La longue saison du baseball majeur a pris son envol, jeudi. Le Québécois Charles Leblanc, lui, a amorcé la sienne deux jours plus tôt, dans le niveau AAA, après un changement d’adresse inattendu. Changement qui ne semble pas l’avoir déstabilisé, bien au contraire.

Le 8 décembre dernier, Charles Leblanc était en Californie lorsqu’il a remarqué de l’activité intrigante sur son compte Instagram.

« J’ai vu qu’une fan page et un reporter des Marlins avaient commencé à me suivre », raconte-t-il, lui qui était alors membre de l’organisation des Rangers du Texas.

« J’ai trouvé ça vraiment bizarre et j’ai dit au coach des frappeurs avec qui j’étais à ce moment-là qu’il se passait quelque chose. Il m’a dit que c’était le Rule 5, il est allé voir sur l’internet et, comme de fait, je venais de me faire prendre par les Marlins. Honnêtement, je ne savais même pas que c’était la journée du Rule 5 ! »

Sans entrer dans les détails, « le repêchage de la règle 5 », organisé tous les mois de décembre, permet à des équipes de sélectionner certains athlètes d’autres organisations qui ne se trouvent pas dans leur formation de 40 joueurs, ces derniers étant protégés. Il sert notamment à éviter à des joueurs d’être oubliés. Bref, à leur donner une chance de se faire valoir ailleurs.

PHOTO TIRÉE DU SITE DU BASEBALL MAJEUR

Charles Leblanc

C’était un peu out of nowhere, je ne m’attendais pas à changer d’organisation. Mais c’est toujours le fun de savoir qu’une organisation te veut, qu’ils ont des plans pour toi.

Charles Leblanc

Et vous en avez parlé, de ces plans ?

« Non, malheureusement, explique le Lavallois, sélectionné dès le quatrième rang de ce repêchage spécial. C’est la réalité du baseball professionnel, les équipes ne sont pas vraiment transparentes par rapport à leurs attentes. Donc, il faut faire une bonne première impression et performer le mieux possible. »

^^^^^^^^^^^^^^^^

Tâches à réaliser:
1. Dans l'article sur Charles Leblanc, quelle organisation l'a sélectionné au repêchage de la règle 5 ?
2. Relevez tous les noms propres de personnes, de lieux, d'équipes et de plateformes qui figurent dans l'article sur Charles Leblanc.
3. Poursuivez l'article sur Charles Leblanc après sa dernière phrase.

Contenu des données:
^^^^^^^^^^^^^^^^

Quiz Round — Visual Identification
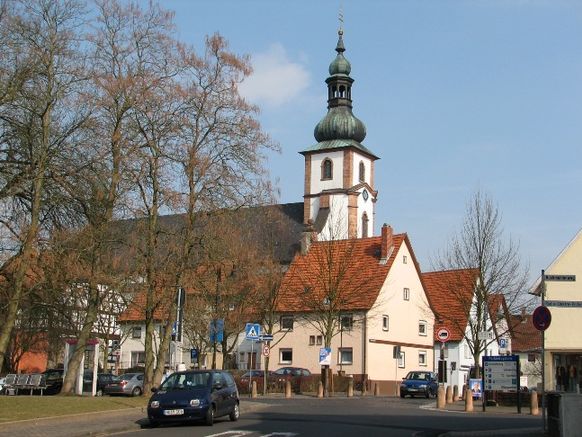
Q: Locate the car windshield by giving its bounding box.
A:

^^^^^^^^^^^^^^^^

Liste des réponses:
1. Les Marlins.

2. Charles Leblanc, Californie, Instagram, Marlins, Rangers du Texas

3.
Si Charles Leblanc ne connaît pas les plans des Marlins de Miami à son égard à moyen ou à long terme, il ne les connaissait pas davantage à très court terme. Cet entretien a eu lieu lundi soir, à 24 heures du match d’ouverture du Jumbo Shrimp – oui, la Crevette géante… – de Jacksonville, club-école AAA de la formation floridienne. Et il ne savait pas s’il serait de l’alignement partant.

« Non, ça va être une surprise quand je vais arriver au parc, a-t-il dit. J’espère jouer, c’est toujours le fun, les matchs d’ouverture. Ça fait ressortir un peu les papillons devant ses fans. »

Finalement, ç’a été le cas. Leblanc a entrepris le match au troisième but – il peut également occuper le premier et le deuxième coussin – et au neuvième rang du rôle des frappeurs.

La veille, il parlait donc de laisser une bonne première impression. À sa deuxième présence au marbre, mardi soir, il a frappé un circuit au champ opposé. À la suivante, un double dans la gauche. Puis, à sa dernière, en fin de neuvième manche, il a soutiré un but sur balles alors que les siens accusaient un retard d’un point.

Le lendemain soir, son circuit en solo en fin de sixième manche donnait les devants 6-5 au Jumbo Shrimp.

Qui dit mieux ?

Un été difficile

Charles Leblanc, produit de l’Université de Pittsburgh, a été repêché en quatrième ronde par les Rangers du Texas en 2016.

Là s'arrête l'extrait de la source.